O vento
Eu gosto muito do vento. Ou de vento, como preferirem.
A vaca é um animal doméstico. Ela dá-nos leite, carne e couro. A galinha, para além de uma estupidez ancestral, é um animal doméstico que nos dá ovos e carne.
Ora o problema é que o vento não é um animal doméstico.
O vento não pertence a ninguém, o que o torna extremamente perigoso. O vento não dá para ser domesticado.
O vento pode é ser roubado.
É o que tem acontecido com aquelas enorme hélices de helicópteros mancos que pupulam por tudo quanto é sítio. Mas roubado não é o mesmo que domesticado.
É manietado nos seus direitos.
Não sei se o vento se queixa mas se fosse eu não gostava de ver aqueles monstros brancos nos montes e montinhos do meu país. Parece que são úteis e nos fornecem energia eléctrica. Aí está: o vento não é doméstico mas já arranjaram maneira de ele ser um pouco como a vaca e a galinha.
Mas o vento está-se nas tintas para isso porque o vento é livre. Roubem-no um bocadinho que ele rala-se bem com isso. O vento despenteia os penteados e penteia os despenteados. É por isso que eu gosto tanto dele!
O vento é um desmancha-prazeres mas, às vezes, é um montador-de-prazeres como nos casos dos balões e dos parapentes, mas nestes últimos é só às vezes, o que torna o às vezes já em muitas vezes e aí as coisas podem dar para o torto. Podem.
O vento é uma ovelhinha negra da natureza. Por vezes desaparece e faz com que as caravelas do saudoso e aventuroso Gama fiquem para ali a molengar sem saberem mesmo para onde ir, numa calmaria que, contudo, é bem melhor do que aqueles planos fixos do Oliveira que são absolutamente insuportáveis por muito estéticos que eles sejam. E poéticos. Eu não gosto nada da poesia parada, de uma lentidão ainda inferior à de um caracol desmesuradamente preguiçoso, coisas. Mas, sobre este aspecto concreto, não sei a opinião do vento.

========

◆ **Tarefas a realizar**:
a - Indique se cada afirmação concorda com o texto sobre o vento, respondendo sim ou não e citando as palavras do texto que o decidem. (i) O vento pode ser domesticado. (ii) A galinha dá-nos ovos e carne. (iii) O vento pertence a todos.
b - Responda a estas perguntas com base no texto sobre o vento:
(i) Que três coisas nos dá a vaca?
(ii) De que cor são os monstros que se veem nos montes e montinhos?
(iii) Em que casos o vento é um montador-de-prazeres?
c - Prossiga o texto sobre o vento a partir da última frase apresentada.

◆ **Secção de dados**:

========

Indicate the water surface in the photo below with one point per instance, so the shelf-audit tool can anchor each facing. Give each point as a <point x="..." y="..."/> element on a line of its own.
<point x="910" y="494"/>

========

◆ **Respostas por tarefa**:
a -
(i) Não: "O vento não dá para ser domesticado."
(ii) Sim: "é um animal doméstico que nos dá ovos e carne"
(iii) Não: "O vento não pertence a ninguém"

b -
(i) Leite, carne e couro.
(ii) Brancos.
(iii) Nos casos dos balões e dos parapentes.

c -
O vento trata os ciclones e os anti-ciclones por tu-cá-tu-lá, e umas vezes está nos Açores e dali a nada está nas Caraíbas, e depois já é alísio e depois, como é do contra, já é contra-alísio, vá lá entendê-lo. O vento gosta de chatear, como já vimos, mas há uma categoria de seres humanos que nunca se queixa do vento: os carecas. Os carecas não ligam nada ao vento. O vento para eles não existe e parece que vivem felizes, até porque com aquela particularidade nunca apanham piolhos, nem lêndeas. E o vento é um óptimo propagador de piolhos, além de ser muito chato para aqueles jogadores de futebol que usam umas fitinhas no cabelo para as melenas não lhes cairem para os olhos e eles não poderem rematar e marcar ou defender golos. Porque o vento é tramado nos olhos. O vento nos olhos dá cabo deles. E os jogadores têm o prestígio a defender e a carreira.
O vento está-se nas tintas para a carreira e para as carreiras.
Seja a carreira do 28 que vai até Algés, seja a carreira do senhor doutor que preza muito a corporativa ascensão e subida na mesma. O vento está para as carreiras como as rosas vermelhas estão para o deserto da Galileia. E venta.
O vento o que faz? O vento venta, ou venteia, assobia, rodopia, pipila, varre, desmancha, enrola, desfaz, ensarilha, envolve, tapa, leva. Por exemplo: o vento leva as palavras, como ajuizadamente no provérbio.
E lá vão elas, as palavras, levadas pelo vento, já sem amarras, nem atilhos, nem correntes, nem páginas, nem leitores, nem livros, nem nada.
O vento leva as palavras e as palavras vivem livres.
O vento também ri. É uma das suas melhores características. O vento ri dos disparates dos disparatados que não sabem que disparates andam a armadilhar há anos e anos e sem consequências. Ou com muitas.
Um disparatado-mor, ou uma, faz os maiores disparates dos últimos trinta anos e o que é que lhe acontece? Dão-lhe o prémio de uma sinecura na presidência de uma fundação de amizade com um país do outro lado do Atlântico. Bem pensado.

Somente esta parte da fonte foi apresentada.